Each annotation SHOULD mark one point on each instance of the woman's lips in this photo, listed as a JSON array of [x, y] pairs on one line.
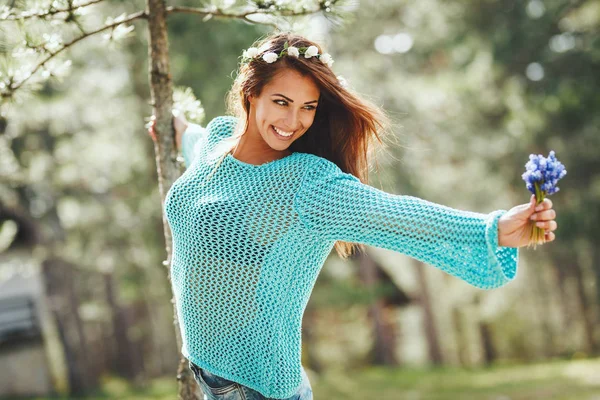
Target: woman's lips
[[281, 136]]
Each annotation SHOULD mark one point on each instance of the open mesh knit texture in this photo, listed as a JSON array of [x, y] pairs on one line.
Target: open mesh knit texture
[[249, 242]]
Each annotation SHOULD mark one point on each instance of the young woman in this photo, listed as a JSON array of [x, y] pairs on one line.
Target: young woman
[[270, 190]]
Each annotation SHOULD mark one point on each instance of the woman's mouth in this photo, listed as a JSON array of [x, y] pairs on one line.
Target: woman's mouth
[[283, 135]]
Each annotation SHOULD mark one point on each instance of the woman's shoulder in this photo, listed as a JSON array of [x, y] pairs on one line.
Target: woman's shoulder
[[317, 167]]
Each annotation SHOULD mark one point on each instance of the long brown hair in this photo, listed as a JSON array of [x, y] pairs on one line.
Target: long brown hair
[[345, 127]]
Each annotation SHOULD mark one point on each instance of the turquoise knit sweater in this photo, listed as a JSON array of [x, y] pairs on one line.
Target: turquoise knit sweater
[[249, 243]]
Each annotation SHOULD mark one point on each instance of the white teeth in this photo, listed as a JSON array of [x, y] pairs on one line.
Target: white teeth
[[282, 133]]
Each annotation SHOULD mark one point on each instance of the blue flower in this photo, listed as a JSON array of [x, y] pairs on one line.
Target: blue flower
[[545, 172]]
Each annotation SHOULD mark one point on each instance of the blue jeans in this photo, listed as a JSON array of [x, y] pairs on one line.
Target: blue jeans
[[216, 388]]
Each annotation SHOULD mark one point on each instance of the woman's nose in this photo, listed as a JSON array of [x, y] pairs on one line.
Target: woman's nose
[[292, 120]]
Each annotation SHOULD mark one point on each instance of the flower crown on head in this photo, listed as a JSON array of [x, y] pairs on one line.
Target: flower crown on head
[[270, 57]]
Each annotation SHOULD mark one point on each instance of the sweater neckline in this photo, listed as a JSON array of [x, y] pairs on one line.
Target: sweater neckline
[[256, 166]]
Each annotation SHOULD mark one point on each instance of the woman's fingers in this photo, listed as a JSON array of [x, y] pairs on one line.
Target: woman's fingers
[[543, 215], [549, 225], [544, 205]]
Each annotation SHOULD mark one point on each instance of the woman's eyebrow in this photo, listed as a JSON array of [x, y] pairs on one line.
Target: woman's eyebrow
[[290, 100]]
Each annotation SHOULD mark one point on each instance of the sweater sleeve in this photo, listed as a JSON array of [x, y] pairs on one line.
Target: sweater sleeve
[[189, 140], [337, 206]]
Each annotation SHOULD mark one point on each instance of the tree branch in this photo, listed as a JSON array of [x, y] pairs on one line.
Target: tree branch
[[48, 13], [129, 18], [215, 12]]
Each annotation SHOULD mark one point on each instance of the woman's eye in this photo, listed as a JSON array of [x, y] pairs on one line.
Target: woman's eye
[[279, 102]]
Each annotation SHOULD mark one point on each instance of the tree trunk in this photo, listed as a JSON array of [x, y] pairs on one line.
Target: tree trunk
[[161, 90], [435, 350], [385, 344]]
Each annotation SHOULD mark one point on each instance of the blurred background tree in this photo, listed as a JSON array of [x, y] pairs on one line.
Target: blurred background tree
[[474, 86]]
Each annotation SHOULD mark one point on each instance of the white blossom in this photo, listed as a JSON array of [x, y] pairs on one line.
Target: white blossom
[[270, 57], [264, 47], [327, 59], [293, 51], [251, 52], [311, 51], [53, 42]]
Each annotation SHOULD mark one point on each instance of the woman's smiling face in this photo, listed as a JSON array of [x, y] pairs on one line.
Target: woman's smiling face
[[285, 109]]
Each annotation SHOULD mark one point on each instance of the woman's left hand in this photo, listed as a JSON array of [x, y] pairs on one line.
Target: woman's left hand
[[514, 227]]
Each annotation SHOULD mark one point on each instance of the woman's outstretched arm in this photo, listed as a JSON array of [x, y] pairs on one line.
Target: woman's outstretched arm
[[337, 206]]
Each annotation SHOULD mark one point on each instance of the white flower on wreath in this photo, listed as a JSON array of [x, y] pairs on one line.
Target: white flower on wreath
[[264, 47], [270, 57], [251, 52], [311, 52], [327, 59]]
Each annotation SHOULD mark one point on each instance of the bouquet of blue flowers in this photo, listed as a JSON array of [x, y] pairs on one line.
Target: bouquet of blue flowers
[[541, 176]]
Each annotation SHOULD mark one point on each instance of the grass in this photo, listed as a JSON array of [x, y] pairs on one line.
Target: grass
[[557, 380]]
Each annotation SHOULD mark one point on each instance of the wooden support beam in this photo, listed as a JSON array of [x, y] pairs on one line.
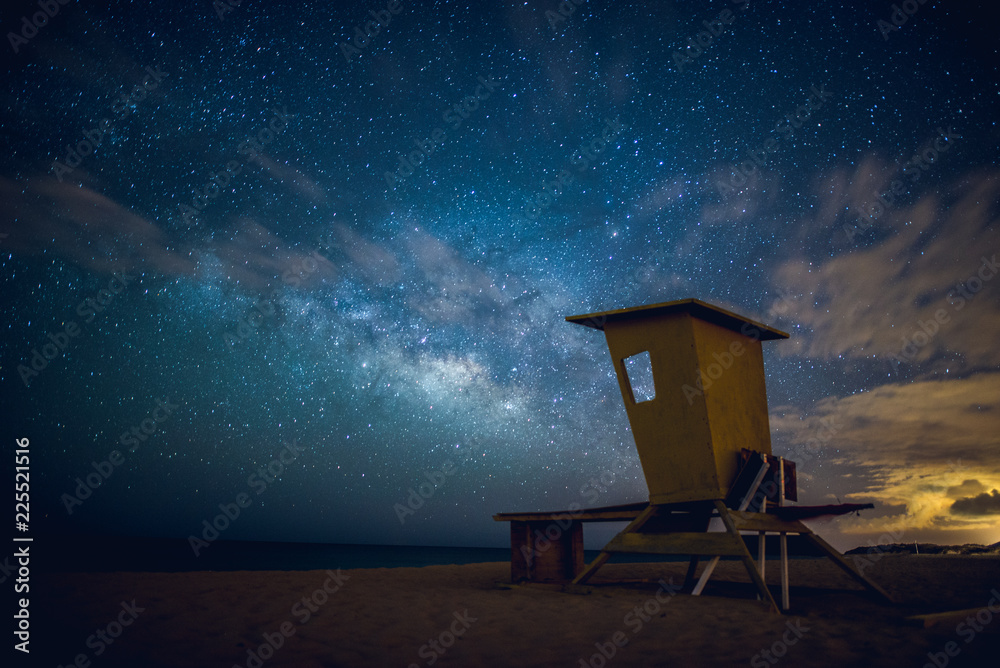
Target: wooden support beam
[[707, 573], [847, 566], [602, 558], [747, 559]]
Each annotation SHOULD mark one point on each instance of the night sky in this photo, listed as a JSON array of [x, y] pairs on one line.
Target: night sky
[[250, 235]]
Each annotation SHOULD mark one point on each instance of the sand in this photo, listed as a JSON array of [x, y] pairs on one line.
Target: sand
[[389, 617]]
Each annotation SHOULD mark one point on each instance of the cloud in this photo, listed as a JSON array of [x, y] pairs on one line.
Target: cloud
[[967, 488], [982, 504], [915, 445], [877, 298]]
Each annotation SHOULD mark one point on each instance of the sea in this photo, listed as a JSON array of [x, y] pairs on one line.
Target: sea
[[97, 554]]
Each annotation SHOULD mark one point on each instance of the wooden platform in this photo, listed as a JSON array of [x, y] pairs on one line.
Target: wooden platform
[[547, 547]]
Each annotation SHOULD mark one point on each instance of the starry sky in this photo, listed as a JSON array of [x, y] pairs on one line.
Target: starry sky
[[340, 240]]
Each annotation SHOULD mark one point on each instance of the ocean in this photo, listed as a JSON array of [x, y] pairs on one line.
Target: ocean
[[78, 554]]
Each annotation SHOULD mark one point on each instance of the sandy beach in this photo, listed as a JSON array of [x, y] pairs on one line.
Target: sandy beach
[[463, 616]]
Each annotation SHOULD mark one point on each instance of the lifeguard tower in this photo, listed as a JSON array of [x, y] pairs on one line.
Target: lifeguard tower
[[692, 378]]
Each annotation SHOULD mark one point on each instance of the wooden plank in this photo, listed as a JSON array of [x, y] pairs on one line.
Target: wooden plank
[[702, 544], [707, 573], [745, 521], [628, 511]]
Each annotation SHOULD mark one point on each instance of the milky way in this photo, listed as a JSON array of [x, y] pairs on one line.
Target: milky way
[[340, 240]]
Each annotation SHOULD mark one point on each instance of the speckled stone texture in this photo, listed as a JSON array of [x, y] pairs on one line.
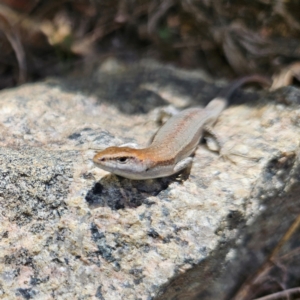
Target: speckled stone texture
[[72, 231]]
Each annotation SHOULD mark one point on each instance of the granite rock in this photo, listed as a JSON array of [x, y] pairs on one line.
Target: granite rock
[[72, 231]]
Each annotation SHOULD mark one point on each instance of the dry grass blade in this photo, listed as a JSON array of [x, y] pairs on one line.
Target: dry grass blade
[[13, 38]]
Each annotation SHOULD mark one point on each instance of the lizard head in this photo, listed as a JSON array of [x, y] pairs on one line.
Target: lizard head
[[123, 161]]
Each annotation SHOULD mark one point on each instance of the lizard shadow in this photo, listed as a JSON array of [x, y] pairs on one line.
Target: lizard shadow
[[119, 193]]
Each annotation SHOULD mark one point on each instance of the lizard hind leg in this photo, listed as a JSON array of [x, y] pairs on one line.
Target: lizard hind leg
[[184, 163]]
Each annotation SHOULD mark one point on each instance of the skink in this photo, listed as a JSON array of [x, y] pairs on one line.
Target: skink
[[173, 143]]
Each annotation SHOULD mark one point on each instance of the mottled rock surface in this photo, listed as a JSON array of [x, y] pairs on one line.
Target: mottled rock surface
[[72, 231]]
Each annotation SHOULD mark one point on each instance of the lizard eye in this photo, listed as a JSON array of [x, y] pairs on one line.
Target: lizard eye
[[122, 159]]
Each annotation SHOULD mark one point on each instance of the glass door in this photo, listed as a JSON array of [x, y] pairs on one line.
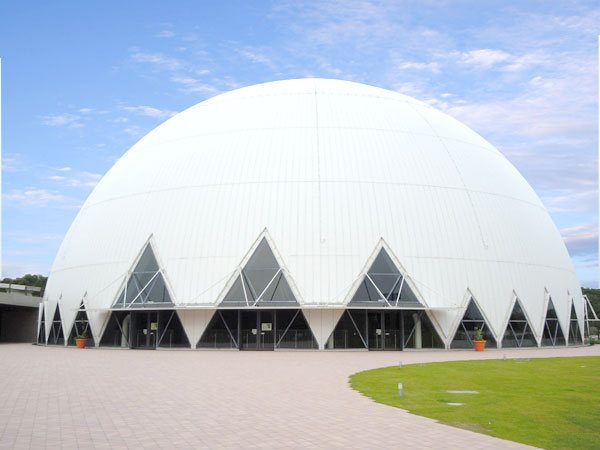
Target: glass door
[[144, 329], [266, 330]]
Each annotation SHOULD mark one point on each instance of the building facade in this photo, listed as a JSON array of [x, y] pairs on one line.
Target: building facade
[[312, 214]]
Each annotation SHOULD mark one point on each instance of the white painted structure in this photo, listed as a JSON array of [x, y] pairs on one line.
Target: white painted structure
[[328, 172]]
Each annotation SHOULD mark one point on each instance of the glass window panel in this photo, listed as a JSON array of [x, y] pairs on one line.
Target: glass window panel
────────────────────────────────────────
[Objective]:
Reproduce the entries without any change, beginning with the line that contains "the glass window" and continuing through the end of the entries.

[Solution to this exercise]:
Each annotation SHOULD mark one point on each instance of the glass window panel in this photo, listed as a JSON array of [x, y] pairs on one line.
Target: glass window panel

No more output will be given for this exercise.